TASK LIST:
[1] According to the op-ed on Sonia Sotomayor's nomination, how many Democrats and how many Republicans sit on the Senate Judiciary Committee?
[2] Write the next part of the op-ed on Sonia Sotomayor's nomination, picking up after its final sentence.

SOURCE:
+===+

Reject Judge Sonia Sotomayor

 

by Kerry Thomas

May 29, 2009

 

 

If you have concerns about Judge Sonia Sotomayor’s qualifications (or lack thereof) to become a Justice on the United States Supreme Court, as a Wisconsin voter you and I are in a more influential position than most Americans.

 

The Senate Judiciary Committee will consider the nomination and will decide whether or not the nomination should be considered by the full Senate.

 

The Senate Judiciary Committee is made up of 12 Democrats and 7 Republicans.  2 of the Members are Wisconsin’s Senators Herb Kohl and Russ Feingold.  Herb Kohl is the highest ranking democrat on the committee, other than Chairman Patrick Leahy of Vermont.  Feingold is the third ranking Democrat on the committee.

 

If you have any concerns about Judge Sotomayor’s qualifications, opinions or record, contact Senator Kohl and Senator Feingold and express your views. 

 

Personally, as a white male, I am not comfortable with Judge Sotomayor’s statements during her October 26, 2001 speech at UC Berkeley that “… our gender and national origins may and will make a difference in our judging” and that “… a wise latina woman with the richness of her experiences would more often than not reach a better conclusion than a white male who hasn’t lived that life.”

 

Justice is supposed to be blind to such racial prejudices.  These racist statements alone would disqualify any white male from further consideration.

 

Any white male who finds himself before this judge can and should rightly feel a sense of racial bias against himself from this judge.

 

By the way … I have read through many of Judge Sotomayor’s legal opinions.  Even with no formal legal training, just reading the Constitution, I believe I, a white male, have more often than not reached better legal conclusions, based upon language contained in the Constitution, than this “wise latina woman.”

 

Seems like the Supreme Court agrees.

 

I am uncomfortable with Judge Sotomayor’s opinion in Maloney v. Cuomo, where she agreed that the Supreme Court had never (to that point) held that the Second Amendment is binding against state governments.

 

Sotomayor and the Second Circuit federal appeals panel cited the 1886 Supreme Court case of  Presser v. Illinois, wherein the Court held that the Second Amendment "is a limitation only upon the power of Congress and the national government, and not upon that of the state."

 

This opinion ignores subsequent Supreme Court findings that rights guaranteed by the Constitution and the Bill of Rights are binding upon the States, and the People thereof.

 

With respect to Presser, the panel stated that the recent Supreme Court case of District of Columbia v. Heller, which struck down Washington DC’s gun ban as unconstitutional and affirmed that the Second Amendment protects an individual’s right to bear arms "does not invalidate this longstanding principle."

+===+

EXCERPTED DATA:
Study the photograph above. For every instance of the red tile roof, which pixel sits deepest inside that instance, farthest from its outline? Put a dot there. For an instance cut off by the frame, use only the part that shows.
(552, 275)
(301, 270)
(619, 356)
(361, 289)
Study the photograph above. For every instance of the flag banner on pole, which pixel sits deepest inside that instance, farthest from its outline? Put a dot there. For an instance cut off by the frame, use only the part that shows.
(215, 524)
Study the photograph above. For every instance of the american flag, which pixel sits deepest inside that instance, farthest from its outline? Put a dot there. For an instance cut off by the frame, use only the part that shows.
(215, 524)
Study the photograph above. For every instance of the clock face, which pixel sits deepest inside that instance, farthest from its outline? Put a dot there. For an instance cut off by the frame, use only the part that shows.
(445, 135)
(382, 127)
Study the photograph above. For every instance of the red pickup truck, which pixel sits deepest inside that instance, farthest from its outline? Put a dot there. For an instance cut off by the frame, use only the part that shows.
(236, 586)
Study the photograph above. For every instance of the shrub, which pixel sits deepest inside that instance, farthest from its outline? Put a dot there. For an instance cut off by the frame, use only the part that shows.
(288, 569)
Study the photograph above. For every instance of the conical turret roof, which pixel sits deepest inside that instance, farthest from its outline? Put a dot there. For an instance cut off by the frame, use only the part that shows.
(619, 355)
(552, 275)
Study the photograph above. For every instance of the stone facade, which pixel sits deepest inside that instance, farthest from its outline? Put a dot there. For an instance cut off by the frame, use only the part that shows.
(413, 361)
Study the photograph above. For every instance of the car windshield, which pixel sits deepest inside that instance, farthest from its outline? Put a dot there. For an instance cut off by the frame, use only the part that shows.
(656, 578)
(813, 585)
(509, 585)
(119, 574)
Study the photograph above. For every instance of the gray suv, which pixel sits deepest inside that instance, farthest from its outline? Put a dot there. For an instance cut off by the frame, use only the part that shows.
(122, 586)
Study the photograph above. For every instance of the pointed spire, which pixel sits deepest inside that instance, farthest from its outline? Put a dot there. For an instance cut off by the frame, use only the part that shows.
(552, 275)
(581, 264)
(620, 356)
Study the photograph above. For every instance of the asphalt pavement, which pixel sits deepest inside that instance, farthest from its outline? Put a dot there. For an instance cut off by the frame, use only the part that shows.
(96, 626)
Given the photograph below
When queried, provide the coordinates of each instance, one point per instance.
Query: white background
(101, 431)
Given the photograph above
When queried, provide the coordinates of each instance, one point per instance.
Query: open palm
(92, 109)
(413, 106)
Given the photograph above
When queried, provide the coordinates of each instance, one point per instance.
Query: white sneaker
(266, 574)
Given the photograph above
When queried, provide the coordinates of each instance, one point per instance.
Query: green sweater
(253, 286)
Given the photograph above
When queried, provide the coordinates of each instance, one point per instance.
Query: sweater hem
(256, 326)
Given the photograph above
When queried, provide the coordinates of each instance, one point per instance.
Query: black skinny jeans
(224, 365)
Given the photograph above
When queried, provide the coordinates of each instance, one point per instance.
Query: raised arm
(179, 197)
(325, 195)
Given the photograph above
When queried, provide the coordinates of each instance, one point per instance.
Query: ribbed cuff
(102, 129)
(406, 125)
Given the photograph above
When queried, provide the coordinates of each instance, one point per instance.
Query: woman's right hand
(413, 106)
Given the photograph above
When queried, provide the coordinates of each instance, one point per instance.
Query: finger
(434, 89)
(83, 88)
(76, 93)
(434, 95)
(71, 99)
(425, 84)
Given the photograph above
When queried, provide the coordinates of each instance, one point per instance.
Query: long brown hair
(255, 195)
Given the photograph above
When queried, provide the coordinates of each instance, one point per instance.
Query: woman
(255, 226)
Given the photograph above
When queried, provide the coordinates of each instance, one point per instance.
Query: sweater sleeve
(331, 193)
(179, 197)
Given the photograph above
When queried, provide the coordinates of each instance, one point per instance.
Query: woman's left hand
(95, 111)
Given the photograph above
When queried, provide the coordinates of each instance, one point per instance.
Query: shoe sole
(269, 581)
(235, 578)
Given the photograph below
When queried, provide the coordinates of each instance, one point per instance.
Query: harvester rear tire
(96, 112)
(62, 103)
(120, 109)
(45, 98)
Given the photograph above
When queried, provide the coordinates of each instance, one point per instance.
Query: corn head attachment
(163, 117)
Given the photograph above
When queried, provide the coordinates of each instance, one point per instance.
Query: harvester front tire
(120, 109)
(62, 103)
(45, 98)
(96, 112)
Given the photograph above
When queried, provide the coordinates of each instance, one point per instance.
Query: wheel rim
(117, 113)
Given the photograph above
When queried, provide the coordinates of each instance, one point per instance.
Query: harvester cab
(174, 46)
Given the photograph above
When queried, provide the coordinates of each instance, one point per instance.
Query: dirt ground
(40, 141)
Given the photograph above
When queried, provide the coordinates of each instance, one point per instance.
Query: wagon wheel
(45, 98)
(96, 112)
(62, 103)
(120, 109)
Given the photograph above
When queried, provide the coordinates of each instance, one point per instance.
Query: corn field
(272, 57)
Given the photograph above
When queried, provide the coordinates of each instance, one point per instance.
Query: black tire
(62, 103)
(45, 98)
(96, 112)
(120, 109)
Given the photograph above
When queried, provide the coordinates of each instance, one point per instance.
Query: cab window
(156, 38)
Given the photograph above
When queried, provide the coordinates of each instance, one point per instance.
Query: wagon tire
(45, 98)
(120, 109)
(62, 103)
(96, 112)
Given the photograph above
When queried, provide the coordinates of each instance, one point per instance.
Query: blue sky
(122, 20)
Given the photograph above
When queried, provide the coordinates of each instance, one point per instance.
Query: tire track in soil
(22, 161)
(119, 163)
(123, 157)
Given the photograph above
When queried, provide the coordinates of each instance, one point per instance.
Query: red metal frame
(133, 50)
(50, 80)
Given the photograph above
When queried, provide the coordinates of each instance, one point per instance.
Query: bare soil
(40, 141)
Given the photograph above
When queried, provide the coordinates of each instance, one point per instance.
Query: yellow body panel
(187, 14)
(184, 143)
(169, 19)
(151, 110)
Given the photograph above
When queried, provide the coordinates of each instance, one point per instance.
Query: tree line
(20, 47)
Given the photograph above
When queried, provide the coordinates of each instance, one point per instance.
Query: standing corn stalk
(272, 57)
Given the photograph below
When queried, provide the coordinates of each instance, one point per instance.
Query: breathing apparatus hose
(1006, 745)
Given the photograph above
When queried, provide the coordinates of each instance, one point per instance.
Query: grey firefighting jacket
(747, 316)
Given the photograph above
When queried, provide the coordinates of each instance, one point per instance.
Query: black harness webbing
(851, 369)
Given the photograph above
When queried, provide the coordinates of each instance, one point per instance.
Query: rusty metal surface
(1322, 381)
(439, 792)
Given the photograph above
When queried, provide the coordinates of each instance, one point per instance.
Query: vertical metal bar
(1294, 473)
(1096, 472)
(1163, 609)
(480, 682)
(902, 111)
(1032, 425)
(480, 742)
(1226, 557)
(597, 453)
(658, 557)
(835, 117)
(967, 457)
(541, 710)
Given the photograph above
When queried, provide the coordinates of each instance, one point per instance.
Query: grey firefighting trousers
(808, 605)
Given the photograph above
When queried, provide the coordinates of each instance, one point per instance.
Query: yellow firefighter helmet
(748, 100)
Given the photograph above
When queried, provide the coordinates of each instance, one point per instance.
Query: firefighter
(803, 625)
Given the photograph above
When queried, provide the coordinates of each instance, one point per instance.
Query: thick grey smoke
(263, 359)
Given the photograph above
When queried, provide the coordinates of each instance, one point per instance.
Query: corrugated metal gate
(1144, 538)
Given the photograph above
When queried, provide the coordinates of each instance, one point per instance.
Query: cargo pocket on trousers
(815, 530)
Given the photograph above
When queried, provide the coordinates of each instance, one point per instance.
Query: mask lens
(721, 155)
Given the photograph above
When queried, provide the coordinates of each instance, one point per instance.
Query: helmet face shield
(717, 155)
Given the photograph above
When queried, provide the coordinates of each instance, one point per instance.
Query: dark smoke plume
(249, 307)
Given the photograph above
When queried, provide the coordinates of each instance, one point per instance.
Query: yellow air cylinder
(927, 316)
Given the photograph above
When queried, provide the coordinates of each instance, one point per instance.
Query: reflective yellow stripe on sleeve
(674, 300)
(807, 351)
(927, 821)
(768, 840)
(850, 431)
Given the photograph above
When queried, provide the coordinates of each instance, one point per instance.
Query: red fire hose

+===+

REPLIES:
[1] 12 Democrats and 7 Republicans.

[2]
I am uncomfortable with Judge Sotomayor’s opinion in Ricci v. DeStefano, in which she rejected the reverse discrimination claims brought by Frank Ricci against New Haven, Connecticut.  (On June 29, 2009 the Supreme Court overturned Sotomayor’s decision in this case.)

 

Ricci and 16 other white firefighters, together with one hispanic firefighter, were the top scorers on a promotions test.  The city declined to promote these top scoring firefighters, fearing a discrimination lawsuit because black firefighters performed disproportionately poorly on the test.

 

As a senator, Barack Obama said President George W. Bush's Supreme Court nominees John Roberts and Sam Alito were clearly qualified.

 

He voted against them anyway.

 

Senator Barack Obama strongly defended a senator's right to oppose high court nominees because of their philosophical and political views, not just on the narrower grounds of character and temperament.

 

If we were to simply use Senator Barack Obama’s standards for considering a Supreme Court nominee, Judge Sonia Sotomayor’s nomination should be rejected.

 

There are, however, more substantive reasons to reject this nominee.

 

A number of Judge Sotomayor’s other legal opinions are troubling.  (My thanks to Ed Whelan for this information.)

 

In Malesko v. Correctional Services Corp., Judge Sotomayor ruled that the Supreme Court’s 1971 ruling in Bivens, which implied a private action for damages against federal officers alleged to have violated a citizen’s Constitutional rights, should be extended to create an implied damages action against a private corporation operating a halfway house under contract with the Bureau of Prisons.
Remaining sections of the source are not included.